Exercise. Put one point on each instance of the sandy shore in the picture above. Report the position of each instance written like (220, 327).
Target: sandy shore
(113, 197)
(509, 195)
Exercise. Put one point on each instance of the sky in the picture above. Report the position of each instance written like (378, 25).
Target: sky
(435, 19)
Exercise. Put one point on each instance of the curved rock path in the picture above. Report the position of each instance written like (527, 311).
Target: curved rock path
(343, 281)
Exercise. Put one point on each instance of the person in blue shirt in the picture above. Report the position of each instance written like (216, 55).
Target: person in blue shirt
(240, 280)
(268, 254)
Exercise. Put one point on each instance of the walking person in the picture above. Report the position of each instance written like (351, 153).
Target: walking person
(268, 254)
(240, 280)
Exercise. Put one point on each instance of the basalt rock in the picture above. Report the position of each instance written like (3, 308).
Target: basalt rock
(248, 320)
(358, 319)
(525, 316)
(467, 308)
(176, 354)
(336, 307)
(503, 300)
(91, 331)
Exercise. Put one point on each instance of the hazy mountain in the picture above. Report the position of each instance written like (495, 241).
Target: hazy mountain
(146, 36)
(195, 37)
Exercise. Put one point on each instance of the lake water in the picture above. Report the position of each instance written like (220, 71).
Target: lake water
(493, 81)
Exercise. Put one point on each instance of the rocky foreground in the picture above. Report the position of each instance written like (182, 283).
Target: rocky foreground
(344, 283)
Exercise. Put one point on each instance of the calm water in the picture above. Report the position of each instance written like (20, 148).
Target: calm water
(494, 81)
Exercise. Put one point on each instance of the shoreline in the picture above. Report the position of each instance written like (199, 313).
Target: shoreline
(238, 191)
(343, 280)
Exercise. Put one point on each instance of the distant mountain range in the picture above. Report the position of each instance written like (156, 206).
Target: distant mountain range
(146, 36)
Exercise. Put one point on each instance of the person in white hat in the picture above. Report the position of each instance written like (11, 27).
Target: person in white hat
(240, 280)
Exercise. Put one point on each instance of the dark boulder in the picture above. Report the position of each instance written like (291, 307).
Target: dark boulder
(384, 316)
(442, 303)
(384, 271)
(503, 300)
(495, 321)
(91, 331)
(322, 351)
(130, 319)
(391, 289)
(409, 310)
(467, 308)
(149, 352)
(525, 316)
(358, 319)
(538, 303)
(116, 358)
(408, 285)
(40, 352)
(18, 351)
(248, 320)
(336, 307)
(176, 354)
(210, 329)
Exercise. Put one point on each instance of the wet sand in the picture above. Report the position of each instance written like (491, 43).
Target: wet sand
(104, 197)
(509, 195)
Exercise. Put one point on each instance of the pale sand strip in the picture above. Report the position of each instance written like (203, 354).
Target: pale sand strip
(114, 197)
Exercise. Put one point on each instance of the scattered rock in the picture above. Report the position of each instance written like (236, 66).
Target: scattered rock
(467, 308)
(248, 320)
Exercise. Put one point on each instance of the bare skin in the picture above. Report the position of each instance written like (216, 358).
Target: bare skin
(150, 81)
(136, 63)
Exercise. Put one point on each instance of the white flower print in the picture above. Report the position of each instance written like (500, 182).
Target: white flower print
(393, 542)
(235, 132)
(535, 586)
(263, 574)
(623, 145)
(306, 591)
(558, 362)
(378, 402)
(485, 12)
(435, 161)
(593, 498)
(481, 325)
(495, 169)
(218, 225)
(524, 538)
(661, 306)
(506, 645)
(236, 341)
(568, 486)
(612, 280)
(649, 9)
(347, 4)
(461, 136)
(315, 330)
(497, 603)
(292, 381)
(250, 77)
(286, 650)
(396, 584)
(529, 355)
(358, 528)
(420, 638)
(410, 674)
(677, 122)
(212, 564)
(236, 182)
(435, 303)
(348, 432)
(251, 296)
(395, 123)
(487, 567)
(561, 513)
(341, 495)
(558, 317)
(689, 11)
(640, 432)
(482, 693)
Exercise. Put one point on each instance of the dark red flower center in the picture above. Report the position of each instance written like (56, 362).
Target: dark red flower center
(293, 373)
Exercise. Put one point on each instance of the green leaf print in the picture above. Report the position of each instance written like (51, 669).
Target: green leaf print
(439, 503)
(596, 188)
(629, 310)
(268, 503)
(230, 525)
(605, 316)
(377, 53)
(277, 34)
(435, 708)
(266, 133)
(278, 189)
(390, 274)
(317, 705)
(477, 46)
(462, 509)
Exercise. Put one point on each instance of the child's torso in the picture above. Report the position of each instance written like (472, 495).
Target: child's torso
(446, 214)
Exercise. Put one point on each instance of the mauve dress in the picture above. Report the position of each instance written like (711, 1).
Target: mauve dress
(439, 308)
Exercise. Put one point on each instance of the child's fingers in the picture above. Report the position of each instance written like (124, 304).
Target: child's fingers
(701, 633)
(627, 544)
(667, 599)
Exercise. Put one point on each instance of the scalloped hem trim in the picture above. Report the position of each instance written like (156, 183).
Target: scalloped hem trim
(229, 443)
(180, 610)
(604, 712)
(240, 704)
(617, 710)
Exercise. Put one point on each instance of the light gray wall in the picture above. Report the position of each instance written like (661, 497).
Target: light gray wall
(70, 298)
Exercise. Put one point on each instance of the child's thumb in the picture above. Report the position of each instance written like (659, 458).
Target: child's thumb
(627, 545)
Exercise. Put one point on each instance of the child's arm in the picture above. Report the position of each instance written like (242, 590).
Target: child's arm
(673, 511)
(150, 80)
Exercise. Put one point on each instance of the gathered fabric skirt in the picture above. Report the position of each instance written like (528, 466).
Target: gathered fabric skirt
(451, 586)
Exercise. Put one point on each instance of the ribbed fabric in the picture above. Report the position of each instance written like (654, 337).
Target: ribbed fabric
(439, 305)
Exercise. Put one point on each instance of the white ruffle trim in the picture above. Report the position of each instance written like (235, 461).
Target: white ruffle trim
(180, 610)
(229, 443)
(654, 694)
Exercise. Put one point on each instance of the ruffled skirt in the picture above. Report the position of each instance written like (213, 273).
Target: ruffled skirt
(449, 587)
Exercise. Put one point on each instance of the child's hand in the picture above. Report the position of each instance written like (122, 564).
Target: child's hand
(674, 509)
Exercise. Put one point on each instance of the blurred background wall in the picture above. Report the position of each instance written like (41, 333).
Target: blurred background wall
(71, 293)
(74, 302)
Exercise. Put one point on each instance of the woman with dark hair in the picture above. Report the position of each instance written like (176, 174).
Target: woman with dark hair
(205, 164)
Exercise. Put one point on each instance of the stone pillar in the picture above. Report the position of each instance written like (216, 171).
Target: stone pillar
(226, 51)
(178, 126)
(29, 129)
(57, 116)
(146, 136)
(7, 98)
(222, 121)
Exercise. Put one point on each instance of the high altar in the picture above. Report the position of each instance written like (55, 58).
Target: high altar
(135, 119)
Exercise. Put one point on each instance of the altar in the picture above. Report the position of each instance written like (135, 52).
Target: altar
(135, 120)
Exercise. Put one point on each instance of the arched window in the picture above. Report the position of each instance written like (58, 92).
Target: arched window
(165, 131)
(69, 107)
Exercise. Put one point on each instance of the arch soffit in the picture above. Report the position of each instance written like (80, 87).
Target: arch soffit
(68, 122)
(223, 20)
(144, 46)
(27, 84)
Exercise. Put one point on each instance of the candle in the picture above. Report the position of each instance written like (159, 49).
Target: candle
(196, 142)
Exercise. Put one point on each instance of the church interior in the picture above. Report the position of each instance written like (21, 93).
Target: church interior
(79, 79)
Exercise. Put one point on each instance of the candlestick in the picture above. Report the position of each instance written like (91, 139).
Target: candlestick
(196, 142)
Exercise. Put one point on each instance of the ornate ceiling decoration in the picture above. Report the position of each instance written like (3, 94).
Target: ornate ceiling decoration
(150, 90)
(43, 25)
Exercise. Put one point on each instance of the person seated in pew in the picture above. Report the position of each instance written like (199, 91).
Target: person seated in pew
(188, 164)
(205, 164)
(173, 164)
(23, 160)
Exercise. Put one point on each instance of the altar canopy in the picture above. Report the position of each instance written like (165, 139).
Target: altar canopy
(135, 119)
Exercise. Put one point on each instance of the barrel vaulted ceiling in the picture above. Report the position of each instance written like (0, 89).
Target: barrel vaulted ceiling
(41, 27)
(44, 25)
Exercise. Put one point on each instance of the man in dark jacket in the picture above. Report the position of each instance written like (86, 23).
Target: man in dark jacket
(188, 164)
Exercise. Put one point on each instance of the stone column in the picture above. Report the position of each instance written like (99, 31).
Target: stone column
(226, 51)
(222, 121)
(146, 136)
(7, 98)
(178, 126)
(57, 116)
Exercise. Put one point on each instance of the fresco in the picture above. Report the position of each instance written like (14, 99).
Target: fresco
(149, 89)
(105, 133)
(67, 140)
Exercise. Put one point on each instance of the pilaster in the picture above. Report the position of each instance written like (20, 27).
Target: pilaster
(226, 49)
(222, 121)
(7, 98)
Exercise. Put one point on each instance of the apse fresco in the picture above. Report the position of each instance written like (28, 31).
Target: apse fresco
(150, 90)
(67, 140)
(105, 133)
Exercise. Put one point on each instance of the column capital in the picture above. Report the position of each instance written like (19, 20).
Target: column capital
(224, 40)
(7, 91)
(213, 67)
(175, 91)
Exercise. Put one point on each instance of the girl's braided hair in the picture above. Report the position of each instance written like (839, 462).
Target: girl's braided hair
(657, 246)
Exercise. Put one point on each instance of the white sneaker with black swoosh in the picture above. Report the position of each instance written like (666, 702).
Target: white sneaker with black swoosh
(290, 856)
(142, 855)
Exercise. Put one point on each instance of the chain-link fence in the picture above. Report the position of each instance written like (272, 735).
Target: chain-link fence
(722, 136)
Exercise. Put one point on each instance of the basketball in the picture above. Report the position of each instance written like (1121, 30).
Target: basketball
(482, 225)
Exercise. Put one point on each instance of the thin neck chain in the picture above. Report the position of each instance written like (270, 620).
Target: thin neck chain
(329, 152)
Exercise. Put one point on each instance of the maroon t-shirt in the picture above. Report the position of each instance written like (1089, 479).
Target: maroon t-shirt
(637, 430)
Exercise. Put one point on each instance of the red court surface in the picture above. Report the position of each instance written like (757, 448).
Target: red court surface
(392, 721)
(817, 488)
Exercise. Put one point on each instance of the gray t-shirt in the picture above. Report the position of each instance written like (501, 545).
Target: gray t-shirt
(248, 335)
──────
▶ _Written request_
Starting with the line that contains "Exercise. Put one point on each instance of the chain-link", output every line through the end of the listing above, unchanged.

▶ _Task output_
Exercise. Put one point on each instance of the chain-link fence in the picture above. Report the position of each instance written like (272, 735).
Target: chain-link fence
(722, 136)
Exercise. Put one point on each instance of the basketball in the picture above. Report the position of each instance written like (1121, 30).
Target: basketball
(482, 225)
Exercise. Put one point on each instance of the thin neck chain in the picture above. Report the position of each instance written like (270, 620).
Target: thin neck chain
(329, 152)
Exercise. Put one point on each instance of the maroon t-shirt in the picture above. Report the position of each instance written like (1089, 479).
Target: maroon t-shirt
(637, 430)
Exercise. Put one point on each instance of the red court surface in the picture above. Report the position of each instance written like (757, 448).
Target: red court surface
(392, 721)
(817, 488)
Exercise. Put one point on each instance of the gray t-shirt in the picture above. Report the position of each instance written like (501, 545).
Target: gray t-shirt
(248, 335)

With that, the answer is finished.